## 練習問題
A. スタートアップの資金調達についての文章に「%」付きで出てくる数値を、重複を除いてすべて挙げてください。
B. スタートアップの資金調達についての文章を、最後の文のあとから書き進めてください。

## 本文
━━━━━━
VC/CVCではコンピューター・ソフトウェアへの投資意欲が高い傾向が見られる。これまで米国の株式市場はIT株の上昇が長く続き、銘柄によって差はあるものの、巨大IT企業の株価は下がらない見通しだ(※1)。その期待感による影響を日本市場においても受けているものと考えられる。

事業会社は、本業との事業シナジーを追求したストラテジックリターンを重視する傾向にある。そのため、興味のある投資領域は会社ごとに変わることがある。その結果、興味のある事業領域・業界は幅広く分散していると考えられる。

【参考】
(※1)日経ビジネス「米IT株の下落は「逆風」にあらず」

スタートアップ企業、資金調達にかかる時間は3か月以内が63.3%

スタートアップ企業は、資金調達活動において投資家と接点を持つための手段として、「出資元や繋がりのあるVCからの紹介」が59.7%と半数以上が回答した。加えて「証券会社からの紹介」が7.5%と、紹介を通じて投資家との接点を持つ割合は67.2%と7割近くにのぼった。

これはスタートアップと投資家が接点を持つには、スタートアップ企業側が自社のみの知見や人脈で行うことが容易ではないことを示していると考えられる。

一方、投資家側であるVC/CVCとしては、資金調達ラウンドにおいて、投資先の候補を見つけ、実際に投資するまで「1ヶ月〜3ヶ月で実行されることが多い」と60%が回答。1ヶ月以内での投資も含めると63.3%が3ヶ月以内に投資していることになる。

資金調達ラウンドによって投資家からの資金調達にかかる時間は異なるが、スタートアップ企業の多くは身近な紹介を受け投資先を検討し、平均3ヶ月以内で投資が実行されて、遅くとも半年以内には大半のスタートアップ企業が資金調達を実施している。
━━━━━━
## 提供資料
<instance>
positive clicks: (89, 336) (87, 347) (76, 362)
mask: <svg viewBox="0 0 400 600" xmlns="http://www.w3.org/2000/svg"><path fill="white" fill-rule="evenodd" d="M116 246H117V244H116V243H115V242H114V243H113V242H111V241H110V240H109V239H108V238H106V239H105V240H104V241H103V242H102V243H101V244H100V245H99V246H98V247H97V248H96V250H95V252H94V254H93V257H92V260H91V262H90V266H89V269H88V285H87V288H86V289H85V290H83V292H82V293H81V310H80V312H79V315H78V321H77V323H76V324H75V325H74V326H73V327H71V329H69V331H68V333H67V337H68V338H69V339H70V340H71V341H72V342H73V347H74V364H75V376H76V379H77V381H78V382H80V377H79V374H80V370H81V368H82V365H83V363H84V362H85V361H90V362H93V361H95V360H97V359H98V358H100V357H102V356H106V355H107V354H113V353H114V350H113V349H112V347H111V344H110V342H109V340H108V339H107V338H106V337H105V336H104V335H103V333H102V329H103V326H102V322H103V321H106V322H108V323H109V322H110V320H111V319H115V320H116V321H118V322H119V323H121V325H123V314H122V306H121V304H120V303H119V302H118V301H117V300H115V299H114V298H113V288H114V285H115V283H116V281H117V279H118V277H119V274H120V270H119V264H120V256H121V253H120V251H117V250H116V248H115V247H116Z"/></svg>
━━━━━━
## 解答
A. 59.7%、7.5%、67.2%、60%、63.3%

B.
43.3%のスタートアップが、投資家と会うための効率的な活動ができていない

しかし、スタートアップ企業は多くの投資家と会うための効率的な活動は43.3%が「できていない」と回答。調達活動に時間が取れないと回答するスタートアップ企業も25.4%と、投資家となるキーパーソンに会えないことや、時間を割けないことなど効率的に活動ができていないことが課題となっている。

CVCや出資を検討する事業会社の母数が増えている中で、スタートアップ企業に対して出資に関する注力領域・出資可能金額・出資検討期間などを含む方針やスタンスに関する情報開示をしているケースは多くない。

そのため、スタートアップ企業側からは、CVCや事業会社の出資ニーズを正しく掴むことは難しく、自社にとって最適なパートナーとなりうる投資家にアプローチができていない状況がある。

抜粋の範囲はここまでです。